Required task:
Which lines of the material below contain the word "jacket"? Filter them out and copy each one in full.

Location identification items:

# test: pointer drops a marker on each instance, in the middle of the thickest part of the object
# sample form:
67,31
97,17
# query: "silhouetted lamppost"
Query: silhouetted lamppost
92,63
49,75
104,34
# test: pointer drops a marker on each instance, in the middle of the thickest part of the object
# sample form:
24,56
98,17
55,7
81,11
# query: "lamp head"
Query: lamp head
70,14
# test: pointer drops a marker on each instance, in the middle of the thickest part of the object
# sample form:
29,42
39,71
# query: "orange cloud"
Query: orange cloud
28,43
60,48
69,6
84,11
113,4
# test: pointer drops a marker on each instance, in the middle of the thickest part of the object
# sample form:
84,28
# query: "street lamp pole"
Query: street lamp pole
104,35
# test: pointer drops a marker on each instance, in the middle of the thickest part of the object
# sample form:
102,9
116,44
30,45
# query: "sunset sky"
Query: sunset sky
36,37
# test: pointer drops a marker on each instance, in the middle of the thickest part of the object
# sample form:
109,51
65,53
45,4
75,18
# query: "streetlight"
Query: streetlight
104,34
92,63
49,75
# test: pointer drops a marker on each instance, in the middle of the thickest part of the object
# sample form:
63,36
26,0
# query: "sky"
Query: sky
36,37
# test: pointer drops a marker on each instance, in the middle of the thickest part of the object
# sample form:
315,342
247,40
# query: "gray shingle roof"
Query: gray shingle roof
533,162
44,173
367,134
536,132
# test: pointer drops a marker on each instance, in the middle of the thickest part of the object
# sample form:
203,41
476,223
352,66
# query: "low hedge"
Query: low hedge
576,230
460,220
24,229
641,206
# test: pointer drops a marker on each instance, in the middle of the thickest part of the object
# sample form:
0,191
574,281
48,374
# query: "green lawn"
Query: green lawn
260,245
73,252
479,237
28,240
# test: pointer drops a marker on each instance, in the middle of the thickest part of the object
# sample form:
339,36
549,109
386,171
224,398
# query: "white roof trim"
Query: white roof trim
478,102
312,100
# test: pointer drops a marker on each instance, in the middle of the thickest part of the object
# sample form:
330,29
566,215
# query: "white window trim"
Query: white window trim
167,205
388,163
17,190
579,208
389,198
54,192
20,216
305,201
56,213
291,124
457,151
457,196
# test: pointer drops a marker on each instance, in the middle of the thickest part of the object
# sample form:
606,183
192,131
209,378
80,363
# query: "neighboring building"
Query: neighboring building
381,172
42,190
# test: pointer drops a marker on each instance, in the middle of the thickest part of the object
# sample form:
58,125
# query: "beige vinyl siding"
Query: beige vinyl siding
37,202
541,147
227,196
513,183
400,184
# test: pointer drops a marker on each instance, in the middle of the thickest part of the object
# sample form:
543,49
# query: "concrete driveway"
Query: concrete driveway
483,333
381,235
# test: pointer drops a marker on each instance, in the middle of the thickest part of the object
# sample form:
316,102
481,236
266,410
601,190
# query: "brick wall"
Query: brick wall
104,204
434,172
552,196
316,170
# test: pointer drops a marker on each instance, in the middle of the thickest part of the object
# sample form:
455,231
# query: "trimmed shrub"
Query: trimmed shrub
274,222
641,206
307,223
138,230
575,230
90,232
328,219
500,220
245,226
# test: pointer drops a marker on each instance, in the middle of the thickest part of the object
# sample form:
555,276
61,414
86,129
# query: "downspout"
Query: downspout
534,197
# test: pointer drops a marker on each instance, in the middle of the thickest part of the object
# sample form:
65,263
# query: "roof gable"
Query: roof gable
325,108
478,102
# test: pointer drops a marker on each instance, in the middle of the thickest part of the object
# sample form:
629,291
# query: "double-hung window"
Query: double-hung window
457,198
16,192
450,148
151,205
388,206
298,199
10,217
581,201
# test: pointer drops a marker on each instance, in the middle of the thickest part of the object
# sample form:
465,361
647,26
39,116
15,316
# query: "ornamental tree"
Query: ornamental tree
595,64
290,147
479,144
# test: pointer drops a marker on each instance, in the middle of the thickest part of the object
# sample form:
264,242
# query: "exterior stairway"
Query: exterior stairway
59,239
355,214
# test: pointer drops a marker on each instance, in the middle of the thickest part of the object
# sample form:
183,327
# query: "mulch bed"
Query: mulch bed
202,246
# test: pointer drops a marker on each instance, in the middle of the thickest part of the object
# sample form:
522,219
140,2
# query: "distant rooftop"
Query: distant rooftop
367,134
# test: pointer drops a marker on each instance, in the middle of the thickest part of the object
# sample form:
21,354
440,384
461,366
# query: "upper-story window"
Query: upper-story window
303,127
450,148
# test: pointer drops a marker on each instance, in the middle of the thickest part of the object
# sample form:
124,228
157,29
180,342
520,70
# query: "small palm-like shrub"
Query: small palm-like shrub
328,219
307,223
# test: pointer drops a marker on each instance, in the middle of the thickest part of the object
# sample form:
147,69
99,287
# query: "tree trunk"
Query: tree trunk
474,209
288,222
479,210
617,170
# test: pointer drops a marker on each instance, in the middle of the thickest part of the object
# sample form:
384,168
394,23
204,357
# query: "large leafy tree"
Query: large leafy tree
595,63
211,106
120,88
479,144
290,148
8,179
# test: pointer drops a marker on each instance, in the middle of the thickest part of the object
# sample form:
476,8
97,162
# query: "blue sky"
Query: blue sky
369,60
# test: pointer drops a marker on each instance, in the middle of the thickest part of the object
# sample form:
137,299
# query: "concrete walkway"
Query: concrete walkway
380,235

...

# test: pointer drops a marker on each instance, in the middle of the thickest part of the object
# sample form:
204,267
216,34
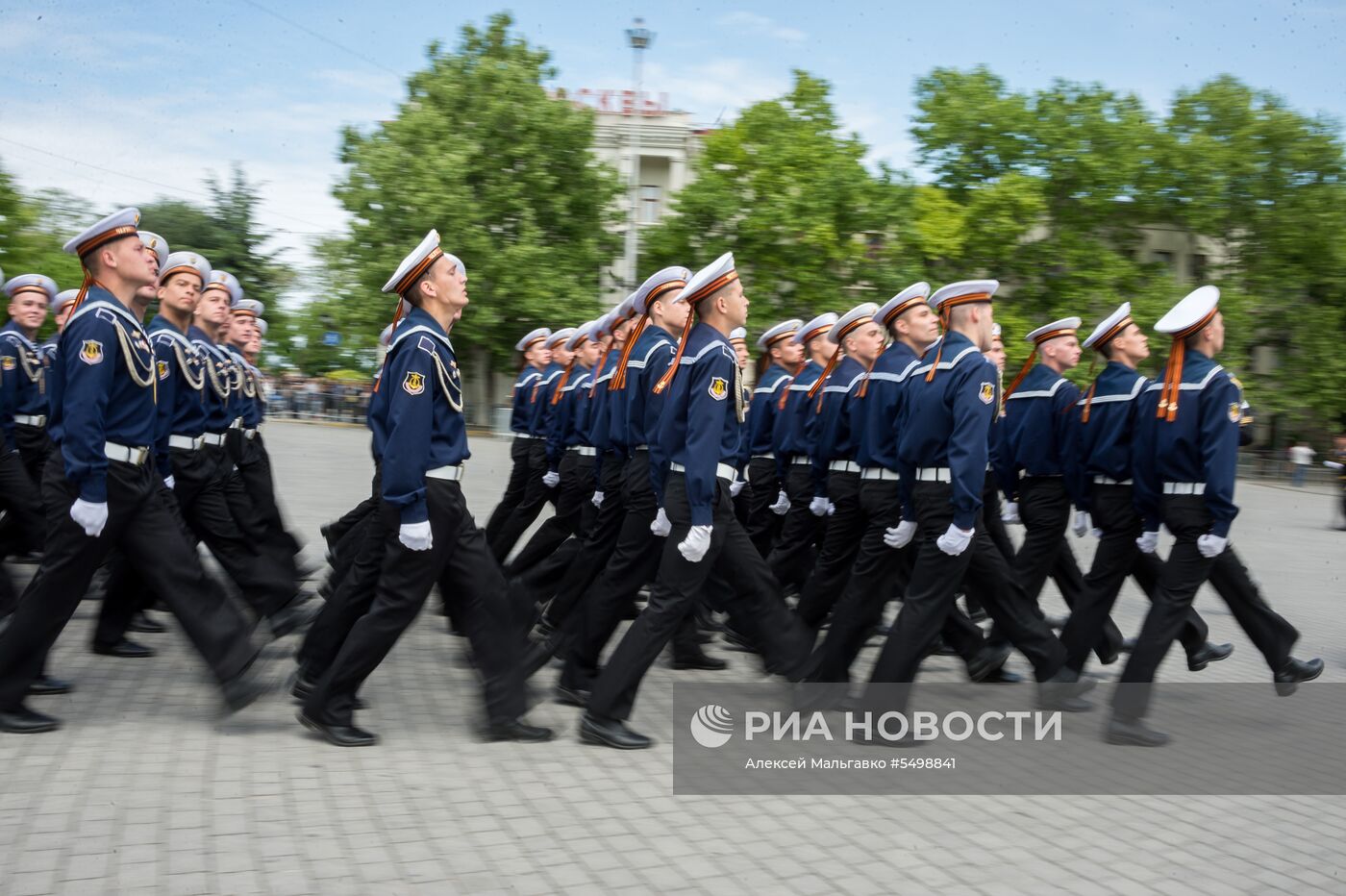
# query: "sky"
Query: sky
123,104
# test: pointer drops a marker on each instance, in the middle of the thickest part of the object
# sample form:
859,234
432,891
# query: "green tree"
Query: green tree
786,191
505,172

...

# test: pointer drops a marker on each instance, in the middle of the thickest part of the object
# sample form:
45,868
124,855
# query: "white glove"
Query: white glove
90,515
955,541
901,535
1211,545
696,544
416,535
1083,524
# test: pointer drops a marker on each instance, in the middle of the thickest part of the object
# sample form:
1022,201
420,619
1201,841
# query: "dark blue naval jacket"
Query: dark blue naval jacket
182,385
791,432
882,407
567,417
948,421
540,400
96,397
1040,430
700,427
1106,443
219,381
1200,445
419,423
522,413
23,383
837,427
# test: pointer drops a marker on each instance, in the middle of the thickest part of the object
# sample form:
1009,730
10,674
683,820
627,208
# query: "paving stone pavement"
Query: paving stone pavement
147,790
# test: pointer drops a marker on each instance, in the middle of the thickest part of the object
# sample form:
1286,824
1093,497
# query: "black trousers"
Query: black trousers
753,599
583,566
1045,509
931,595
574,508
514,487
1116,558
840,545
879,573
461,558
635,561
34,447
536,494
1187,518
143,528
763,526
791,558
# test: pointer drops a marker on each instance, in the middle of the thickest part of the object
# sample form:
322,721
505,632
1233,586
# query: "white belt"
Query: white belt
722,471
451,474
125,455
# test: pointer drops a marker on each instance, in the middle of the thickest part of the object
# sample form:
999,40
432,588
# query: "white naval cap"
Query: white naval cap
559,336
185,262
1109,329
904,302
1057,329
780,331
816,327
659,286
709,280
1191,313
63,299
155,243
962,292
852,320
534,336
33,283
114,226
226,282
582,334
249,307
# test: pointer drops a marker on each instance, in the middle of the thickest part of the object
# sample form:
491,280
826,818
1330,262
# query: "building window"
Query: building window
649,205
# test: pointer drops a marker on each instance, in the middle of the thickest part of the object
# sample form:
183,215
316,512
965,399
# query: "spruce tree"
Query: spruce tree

Solution for this problem:
# query: "dark blue naval jacket"
Query: dark blue naval jacket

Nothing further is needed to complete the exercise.